| Assignment |
Please give back, exactly as written, only the line containing "Query: golden sparks" and every line after it until the data below ends.

(Image point grounding data)
* * * * *
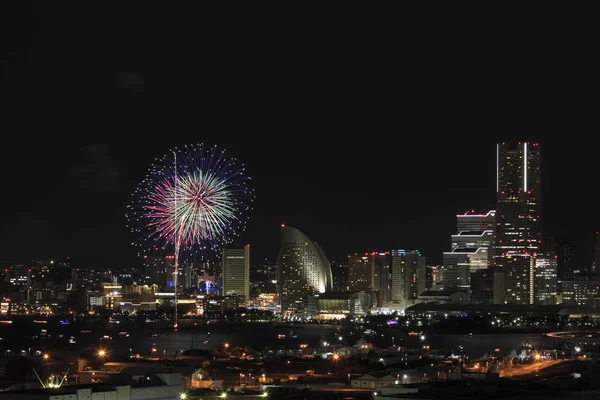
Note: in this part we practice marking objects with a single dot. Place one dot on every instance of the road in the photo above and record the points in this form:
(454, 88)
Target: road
(521, 370)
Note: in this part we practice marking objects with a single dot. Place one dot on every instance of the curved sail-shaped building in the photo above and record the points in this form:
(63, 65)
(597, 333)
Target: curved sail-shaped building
(303, 270)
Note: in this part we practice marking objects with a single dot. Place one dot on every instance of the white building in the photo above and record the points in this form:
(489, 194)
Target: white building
(158, 386)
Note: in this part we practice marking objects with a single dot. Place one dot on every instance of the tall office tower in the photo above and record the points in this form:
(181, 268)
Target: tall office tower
(361, 272)
(546, 282)
(437, 277)
(235, 264)
(518, 219)
(18, 276)
(564, 251)
(158, 270)
(471, 249)
(303, 270)
(460, 263)
(340, 277)
(370, 271)
(597, 254)
(482, 286)
(408, 276)
(473, 221)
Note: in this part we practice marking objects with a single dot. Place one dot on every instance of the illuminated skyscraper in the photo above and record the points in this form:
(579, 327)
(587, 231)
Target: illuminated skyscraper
(546, 282)
(518, 219)
(597, 255)
(303, 270)
(370, 271)
(471, 249)
(236, 271)
(408, 276)
(518, 200)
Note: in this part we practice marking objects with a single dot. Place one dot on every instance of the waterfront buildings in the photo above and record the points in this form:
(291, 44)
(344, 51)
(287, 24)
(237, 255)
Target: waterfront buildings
(471, 249)
(235, 264)
(370, 271)
(408, 276)
(546, 280)
(518, 220)
(303, 270)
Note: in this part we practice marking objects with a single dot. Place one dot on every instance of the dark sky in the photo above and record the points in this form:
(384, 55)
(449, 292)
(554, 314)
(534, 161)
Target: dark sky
(367, 126)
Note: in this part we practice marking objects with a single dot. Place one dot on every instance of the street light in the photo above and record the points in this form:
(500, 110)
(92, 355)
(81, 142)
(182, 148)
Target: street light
(102, 353)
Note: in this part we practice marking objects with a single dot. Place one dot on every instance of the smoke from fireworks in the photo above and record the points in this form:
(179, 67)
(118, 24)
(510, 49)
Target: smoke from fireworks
(194, 199)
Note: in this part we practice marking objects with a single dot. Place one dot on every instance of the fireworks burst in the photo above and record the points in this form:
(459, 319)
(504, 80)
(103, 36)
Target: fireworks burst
(193, 200)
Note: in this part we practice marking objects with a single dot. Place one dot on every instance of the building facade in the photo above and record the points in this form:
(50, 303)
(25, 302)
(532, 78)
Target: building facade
(518, 218)
(303, 270)
(235, 264)
(370, 271)
(546, 280)
(408, 276)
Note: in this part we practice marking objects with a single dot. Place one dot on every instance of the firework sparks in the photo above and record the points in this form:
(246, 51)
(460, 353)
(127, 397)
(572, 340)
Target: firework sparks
(192, 199)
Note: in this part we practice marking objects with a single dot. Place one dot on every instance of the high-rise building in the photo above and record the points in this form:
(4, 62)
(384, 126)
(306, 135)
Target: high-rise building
(546, 282)
(460, 263)
(361, 272)
(370, 271)
(473, 221)
(303, 270)
(408, 276)
(340, 277)
(158, 270)
(564, 251)
(235, 264)
(482, 286)
(597, 254)
(471, 249)
(518, 219)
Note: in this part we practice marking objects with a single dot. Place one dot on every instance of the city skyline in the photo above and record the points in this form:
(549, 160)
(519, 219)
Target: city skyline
(424, 220)
(364, 132)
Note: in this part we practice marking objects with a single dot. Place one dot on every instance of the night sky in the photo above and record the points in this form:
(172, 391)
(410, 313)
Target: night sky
(366, 127)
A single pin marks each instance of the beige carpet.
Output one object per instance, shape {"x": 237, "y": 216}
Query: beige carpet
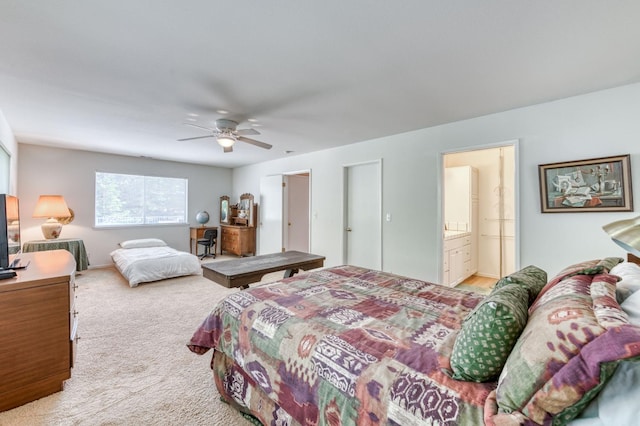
{"x": 132, "y": 365}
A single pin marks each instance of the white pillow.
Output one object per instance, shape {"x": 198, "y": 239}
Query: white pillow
{"x": 143, "y": 242}
{"x": 617, "y": 404}
{"x": 630, "y": 283}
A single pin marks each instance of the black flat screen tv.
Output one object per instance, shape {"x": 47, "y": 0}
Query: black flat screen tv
{"x": 9, "y": 228}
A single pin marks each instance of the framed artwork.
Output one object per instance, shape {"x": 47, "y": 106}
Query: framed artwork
{"x": 595, "y": 185}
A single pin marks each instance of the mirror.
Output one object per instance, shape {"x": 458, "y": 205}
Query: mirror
{"x": 224, "y": 209}
{"x": 245, "y": 208}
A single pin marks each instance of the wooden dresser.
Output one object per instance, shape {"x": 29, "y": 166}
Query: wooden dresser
{"x": 239, "y": 240}
{"x": 38, "y": 324}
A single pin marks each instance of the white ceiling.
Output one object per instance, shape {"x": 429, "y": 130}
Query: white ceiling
{"x": 121, "y": 76}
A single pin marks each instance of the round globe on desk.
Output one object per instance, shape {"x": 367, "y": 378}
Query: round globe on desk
{"x": 202, "y": 217}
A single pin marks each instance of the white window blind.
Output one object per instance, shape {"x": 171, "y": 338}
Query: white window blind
{"x": 132, "y": 200}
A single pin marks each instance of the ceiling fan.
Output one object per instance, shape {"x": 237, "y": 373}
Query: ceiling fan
{"x": 226, "y": 134}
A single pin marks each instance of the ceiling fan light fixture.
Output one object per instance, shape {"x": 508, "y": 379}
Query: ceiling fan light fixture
{"x": 226, "y": 141}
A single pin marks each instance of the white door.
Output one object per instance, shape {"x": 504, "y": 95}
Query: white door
{"x": 363, "y": 225}
{"x": 271, "y": 189}
{"x": 297, "y": 200}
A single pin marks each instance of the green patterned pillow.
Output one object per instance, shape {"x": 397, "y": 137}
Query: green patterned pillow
{"x": 531, "y": 278}
{"x": 488, "y": 334}
{"x": 575, "y": 336}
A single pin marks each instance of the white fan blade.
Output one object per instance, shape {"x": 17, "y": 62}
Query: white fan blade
{"x": 245, "y": 132}
{"x": 254, "y": 142}
{"x": 196, "y": 137}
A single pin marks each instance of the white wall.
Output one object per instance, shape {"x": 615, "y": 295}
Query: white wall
{"x": 44, "y": 170}
{"x": 600, "y": 124}
{"x": 9, "y": 143}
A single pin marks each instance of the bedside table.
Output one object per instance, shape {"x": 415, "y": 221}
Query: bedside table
{"x": 75, "y": 246}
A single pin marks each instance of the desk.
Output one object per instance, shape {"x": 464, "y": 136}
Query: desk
{"x": 242, "y": 272}
{"x": 195, "y": 233}
{"x": 75, "y": 246}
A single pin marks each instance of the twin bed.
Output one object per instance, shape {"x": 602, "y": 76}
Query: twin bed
{"x": 150, "y": 259}
{"x": 347, "y": 345}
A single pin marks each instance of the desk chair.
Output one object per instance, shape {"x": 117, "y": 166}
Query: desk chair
{"x": 209, "y": 242}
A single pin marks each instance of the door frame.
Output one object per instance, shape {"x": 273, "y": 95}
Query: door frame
{"x": 515, "y": 143}
{"x": 285, "y": 208}
{"x": 345, "y": 170}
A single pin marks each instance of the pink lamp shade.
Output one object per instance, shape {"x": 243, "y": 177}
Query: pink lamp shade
{"x": 12, "y": 208}
{"x": 51, "y": 207}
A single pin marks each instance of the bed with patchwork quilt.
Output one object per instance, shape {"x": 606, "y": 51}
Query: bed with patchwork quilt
{"x": 347, "y": 345}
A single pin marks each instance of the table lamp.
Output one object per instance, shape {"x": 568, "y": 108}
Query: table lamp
{"x": 52, "y": 207}
{"x": 626, "y": 233}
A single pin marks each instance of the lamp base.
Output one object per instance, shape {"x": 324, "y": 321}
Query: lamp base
{"x": 51, "y": 229}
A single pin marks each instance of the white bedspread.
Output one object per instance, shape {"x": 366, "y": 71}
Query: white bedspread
{"x": 147, "y": 264}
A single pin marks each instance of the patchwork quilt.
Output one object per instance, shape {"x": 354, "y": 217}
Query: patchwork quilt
{"x": 343, "y": 345}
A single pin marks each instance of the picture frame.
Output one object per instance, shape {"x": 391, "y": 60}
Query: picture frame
{"x": 593, "y": 185}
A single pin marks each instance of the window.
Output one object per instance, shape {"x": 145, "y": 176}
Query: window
{"x": 123, "y": 200}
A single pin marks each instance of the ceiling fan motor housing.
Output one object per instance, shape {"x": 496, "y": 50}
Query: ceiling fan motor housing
{"x": 223, "y": 124}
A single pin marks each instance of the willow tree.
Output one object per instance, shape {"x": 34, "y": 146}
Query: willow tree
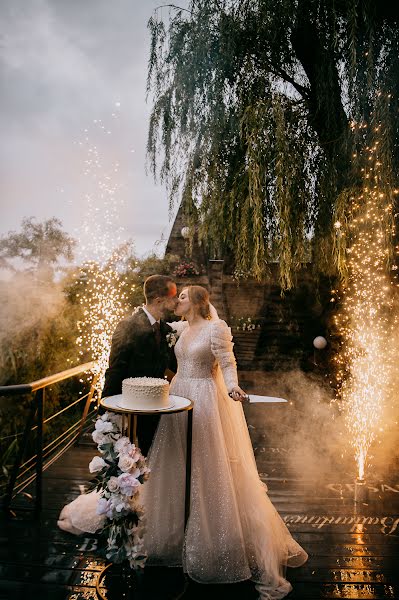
{"x": 257, "y": 107}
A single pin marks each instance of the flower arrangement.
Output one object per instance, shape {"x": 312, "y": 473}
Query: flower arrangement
{"x": 121, "y": 471}
{"x": 185, "y": 269}
{"x": 246, "y": 324}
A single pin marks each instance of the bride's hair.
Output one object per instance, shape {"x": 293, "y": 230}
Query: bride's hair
{"x": 199, "y": 297}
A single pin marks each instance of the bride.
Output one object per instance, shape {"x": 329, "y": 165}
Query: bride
{"x": 234, "y": 532}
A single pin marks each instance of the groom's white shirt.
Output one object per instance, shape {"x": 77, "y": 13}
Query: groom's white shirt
{"x": 150, "y": 317}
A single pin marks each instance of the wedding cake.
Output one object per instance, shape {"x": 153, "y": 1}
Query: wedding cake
{"x": 141, "y": 393}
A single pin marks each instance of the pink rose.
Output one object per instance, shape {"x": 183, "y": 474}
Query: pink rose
{"x": 128, "y": 484}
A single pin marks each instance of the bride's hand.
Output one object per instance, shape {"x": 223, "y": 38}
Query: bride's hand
{"x": 238, "y": 394}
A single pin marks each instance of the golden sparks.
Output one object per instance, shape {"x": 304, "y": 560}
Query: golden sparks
{"x": 102, "y": 297}
{"x": 366, "y": 321}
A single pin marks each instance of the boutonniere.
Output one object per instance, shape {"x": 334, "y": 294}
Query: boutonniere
{"x": 172, "y": 338}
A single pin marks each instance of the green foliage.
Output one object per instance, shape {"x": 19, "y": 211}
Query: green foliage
{"x": 253, "y": 104}
{"x": 39, "y": 245}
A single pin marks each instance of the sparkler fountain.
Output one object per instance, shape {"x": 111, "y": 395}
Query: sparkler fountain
{"x": 366, "y": 321}
{"x": 103, "y": 294}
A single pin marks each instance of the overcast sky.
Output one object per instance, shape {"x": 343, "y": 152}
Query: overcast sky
{"x": 73, "y": 76}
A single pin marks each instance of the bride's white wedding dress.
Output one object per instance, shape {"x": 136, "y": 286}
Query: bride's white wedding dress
{"x": 234, "y": 532}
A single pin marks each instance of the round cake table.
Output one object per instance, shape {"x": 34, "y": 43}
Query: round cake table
{"x": 179, "y": 405}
* * * * *
| Result for this exercise |
Query: golden sparks
{"x": 102, "y": 297}
{"x": 366, "y": 321}
A single pin marks each instance of the boutonniere.
Output one object per instance, shape {"x": 334, "y": 294}
Query: boutonniere
{"x": 172, "y": 338}
A single pin marks each instance of the green foliage.
Output one object per instance, shape {"x": 19, "y": 211}
Query: green foliage
{"x": 253, "y": 104}
{"x": 39, "y": 245}
A single pin marks each instance of the sparkler fountain.
Output one object per instance, shape {"x": 111, "y": 395}
Query: sparkler fountain
{"x": 366, "y": 321}
{"x": 103, "y": 294}
A single pin marks each instance of the overcast sky.
Output one object per instance, shape {"x": 343, "y": 152}
Query: overcast sky
{"x": 73, "y": 76}
A single pin marks each instance of the bride's white wedding dress.
Output one object per instance, shape {"x": 136, "y": 286}
Query: bride's white wedding dress
{"x": 234, "y": 532}
A single pin marks each instance of the round cake table.
Output one object per instance, shape {"x": 34, "y": 43}
Query: round cake table
{"x": 179, "y": 405}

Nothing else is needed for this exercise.